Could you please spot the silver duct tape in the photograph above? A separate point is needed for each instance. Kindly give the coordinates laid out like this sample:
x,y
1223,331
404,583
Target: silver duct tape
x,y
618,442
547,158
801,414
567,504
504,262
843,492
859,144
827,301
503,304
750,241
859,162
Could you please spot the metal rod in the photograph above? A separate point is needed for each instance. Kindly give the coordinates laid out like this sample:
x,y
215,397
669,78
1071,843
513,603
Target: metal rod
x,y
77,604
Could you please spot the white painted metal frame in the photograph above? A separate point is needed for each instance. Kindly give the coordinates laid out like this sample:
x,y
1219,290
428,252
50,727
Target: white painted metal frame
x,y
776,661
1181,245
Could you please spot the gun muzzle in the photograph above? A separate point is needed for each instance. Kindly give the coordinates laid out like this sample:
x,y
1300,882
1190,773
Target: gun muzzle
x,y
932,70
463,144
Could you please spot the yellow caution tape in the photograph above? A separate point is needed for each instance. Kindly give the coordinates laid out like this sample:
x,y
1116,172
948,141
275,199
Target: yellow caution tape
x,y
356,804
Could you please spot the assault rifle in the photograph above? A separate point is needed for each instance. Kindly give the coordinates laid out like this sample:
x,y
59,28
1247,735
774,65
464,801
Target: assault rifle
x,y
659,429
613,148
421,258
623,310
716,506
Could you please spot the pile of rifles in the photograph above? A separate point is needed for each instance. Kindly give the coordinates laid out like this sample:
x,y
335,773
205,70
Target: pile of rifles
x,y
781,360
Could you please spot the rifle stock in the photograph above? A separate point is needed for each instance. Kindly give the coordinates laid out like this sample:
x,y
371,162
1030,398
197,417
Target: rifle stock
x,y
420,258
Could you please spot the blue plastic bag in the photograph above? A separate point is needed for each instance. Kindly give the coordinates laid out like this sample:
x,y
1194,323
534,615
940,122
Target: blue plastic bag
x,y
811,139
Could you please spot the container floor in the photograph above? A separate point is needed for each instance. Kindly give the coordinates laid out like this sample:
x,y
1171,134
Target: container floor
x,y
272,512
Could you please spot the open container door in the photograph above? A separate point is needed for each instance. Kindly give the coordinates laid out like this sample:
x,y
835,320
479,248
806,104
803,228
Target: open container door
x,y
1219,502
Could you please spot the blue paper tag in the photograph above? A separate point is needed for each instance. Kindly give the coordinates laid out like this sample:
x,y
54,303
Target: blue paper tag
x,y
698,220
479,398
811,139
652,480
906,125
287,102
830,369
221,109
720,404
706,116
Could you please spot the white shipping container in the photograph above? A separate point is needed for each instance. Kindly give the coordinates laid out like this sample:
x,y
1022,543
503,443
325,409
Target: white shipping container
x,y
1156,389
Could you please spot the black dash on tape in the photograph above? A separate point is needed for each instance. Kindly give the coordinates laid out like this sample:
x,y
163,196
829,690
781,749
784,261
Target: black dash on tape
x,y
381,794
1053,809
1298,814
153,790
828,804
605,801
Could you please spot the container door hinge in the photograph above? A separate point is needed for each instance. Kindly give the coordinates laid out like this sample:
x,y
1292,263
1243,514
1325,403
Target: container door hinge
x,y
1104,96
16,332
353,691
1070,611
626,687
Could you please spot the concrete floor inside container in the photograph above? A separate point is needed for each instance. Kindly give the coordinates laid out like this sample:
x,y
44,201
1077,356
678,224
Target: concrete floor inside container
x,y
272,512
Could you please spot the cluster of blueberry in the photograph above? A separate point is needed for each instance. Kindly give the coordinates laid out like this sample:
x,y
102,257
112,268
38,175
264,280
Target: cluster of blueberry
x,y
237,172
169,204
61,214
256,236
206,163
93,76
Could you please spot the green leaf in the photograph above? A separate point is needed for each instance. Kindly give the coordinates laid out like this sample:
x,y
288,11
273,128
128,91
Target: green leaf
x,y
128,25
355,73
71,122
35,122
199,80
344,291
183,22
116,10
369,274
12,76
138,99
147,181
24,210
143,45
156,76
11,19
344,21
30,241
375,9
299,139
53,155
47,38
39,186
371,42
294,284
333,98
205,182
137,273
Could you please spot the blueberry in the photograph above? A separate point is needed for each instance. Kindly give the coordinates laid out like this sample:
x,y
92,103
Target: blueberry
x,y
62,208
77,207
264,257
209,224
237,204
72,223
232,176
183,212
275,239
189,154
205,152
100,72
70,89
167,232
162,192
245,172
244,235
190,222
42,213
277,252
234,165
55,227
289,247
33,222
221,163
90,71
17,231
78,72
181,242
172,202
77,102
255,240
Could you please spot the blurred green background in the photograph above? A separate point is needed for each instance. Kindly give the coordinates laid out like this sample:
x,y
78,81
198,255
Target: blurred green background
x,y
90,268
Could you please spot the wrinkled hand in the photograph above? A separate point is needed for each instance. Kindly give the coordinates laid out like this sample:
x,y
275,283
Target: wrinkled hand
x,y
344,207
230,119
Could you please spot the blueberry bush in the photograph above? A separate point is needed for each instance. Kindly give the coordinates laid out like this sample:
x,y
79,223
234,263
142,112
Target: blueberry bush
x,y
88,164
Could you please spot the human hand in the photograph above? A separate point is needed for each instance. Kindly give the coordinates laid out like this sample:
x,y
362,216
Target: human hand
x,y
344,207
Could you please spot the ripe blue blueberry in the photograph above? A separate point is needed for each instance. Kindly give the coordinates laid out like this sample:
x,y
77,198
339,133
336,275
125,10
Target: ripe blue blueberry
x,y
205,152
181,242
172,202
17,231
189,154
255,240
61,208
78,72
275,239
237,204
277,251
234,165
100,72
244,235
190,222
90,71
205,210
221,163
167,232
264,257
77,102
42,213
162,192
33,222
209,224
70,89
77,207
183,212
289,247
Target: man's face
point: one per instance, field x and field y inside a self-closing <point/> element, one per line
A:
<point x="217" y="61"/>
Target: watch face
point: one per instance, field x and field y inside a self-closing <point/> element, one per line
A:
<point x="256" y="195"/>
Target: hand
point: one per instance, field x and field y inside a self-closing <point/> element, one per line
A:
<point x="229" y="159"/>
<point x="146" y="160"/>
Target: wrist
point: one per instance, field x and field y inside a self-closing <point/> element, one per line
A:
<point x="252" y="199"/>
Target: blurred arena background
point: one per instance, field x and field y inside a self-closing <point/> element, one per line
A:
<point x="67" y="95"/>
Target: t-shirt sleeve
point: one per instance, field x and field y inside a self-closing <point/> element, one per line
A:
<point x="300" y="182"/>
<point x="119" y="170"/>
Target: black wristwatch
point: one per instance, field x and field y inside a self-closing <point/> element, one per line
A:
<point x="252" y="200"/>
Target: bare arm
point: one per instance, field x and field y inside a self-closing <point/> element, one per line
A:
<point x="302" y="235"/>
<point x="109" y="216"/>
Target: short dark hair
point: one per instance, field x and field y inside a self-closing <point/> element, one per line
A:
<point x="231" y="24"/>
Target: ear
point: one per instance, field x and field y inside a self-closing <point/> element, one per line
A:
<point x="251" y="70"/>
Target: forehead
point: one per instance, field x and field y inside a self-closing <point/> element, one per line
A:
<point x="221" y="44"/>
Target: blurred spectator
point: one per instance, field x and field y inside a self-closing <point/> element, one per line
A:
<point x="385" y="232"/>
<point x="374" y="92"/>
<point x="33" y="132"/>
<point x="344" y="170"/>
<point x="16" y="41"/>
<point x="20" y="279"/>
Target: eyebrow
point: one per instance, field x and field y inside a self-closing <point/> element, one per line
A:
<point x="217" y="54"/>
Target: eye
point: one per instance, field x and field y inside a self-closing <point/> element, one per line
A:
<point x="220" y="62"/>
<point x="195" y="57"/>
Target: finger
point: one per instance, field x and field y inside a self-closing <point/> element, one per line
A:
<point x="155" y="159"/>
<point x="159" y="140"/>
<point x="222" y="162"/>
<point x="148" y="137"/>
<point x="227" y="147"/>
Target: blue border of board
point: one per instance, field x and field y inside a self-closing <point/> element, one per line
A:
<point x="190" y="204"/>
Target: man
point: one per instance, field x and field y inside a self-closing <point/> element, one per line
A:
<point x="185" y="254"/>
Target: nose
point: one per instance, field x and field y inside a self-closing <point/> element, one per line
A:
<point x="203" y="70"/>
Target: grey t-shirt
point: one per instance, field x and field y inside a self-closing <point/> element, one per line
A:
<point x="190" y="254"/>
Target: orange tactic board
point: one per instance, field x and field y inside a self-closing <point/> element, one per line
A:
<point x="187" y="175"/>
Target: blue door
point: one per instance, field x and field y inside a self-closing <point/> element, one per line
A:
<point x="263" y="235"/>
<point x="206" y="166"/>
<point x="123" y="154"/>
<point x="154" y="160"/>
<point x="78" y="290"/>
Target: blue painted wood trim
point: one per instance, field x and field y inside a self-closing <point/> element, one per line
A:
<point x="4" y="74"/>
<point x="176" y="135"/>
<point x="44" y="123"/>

····················

*Job*. Locate "Target: finger" in the data above. Then repeat, exactly, its line and each line after it through the last, adding nothing.

*Reply*.
Target: finger
point: one per instance, field x and field y inside a self-closing <point/> element, one per line
A:
<point x="155" y="159"/>
<point x="159" y="140"/>
<point x="222" y="162"/>
<point x="148" y="137"/>
<point x="227" y="147"/>
Target: blue border of board
point: one per instance, field x and field y inside a self-closing <point/> element, one per line
A:
<point x="190" y="204"/>
Target: man
point: one per instance, field x and field y inside a self-closing <point/> element, one per line
A:
<point x="185" y="254"/>
Target: nose
point: one per instance, field x and field y inside a self-closing <point/> element, one per line
A:
<point x="203" y="70"/>
Target: grey t-shirt
point: one per instance, field x and field y inside a self-closing <point/> element, one per line
A:
<point x="190" y="254"/>
Target: orange tactic board
point: one per instance, field x and field y inside a self-closing <point/> element, one per line
A:
<point x="187" y="175"/>
Target: blue door
point: one per instance, field x and field y inside a self-closing <point/> element, one per line
A:
<point x="263" y="235"/>
<point x="206" y="166"/>
<point x="123" y="154"/>
<point x="154" y="160"/>
<point x="78" y="290"/>
Target: blue painted wood trim
point: one per instance, field x and field y inside a self-closing <point/> element, one per line
A:
<point x="4" y="74"/>
<point x="176" y="135"/>
<point x="44" y="123"/>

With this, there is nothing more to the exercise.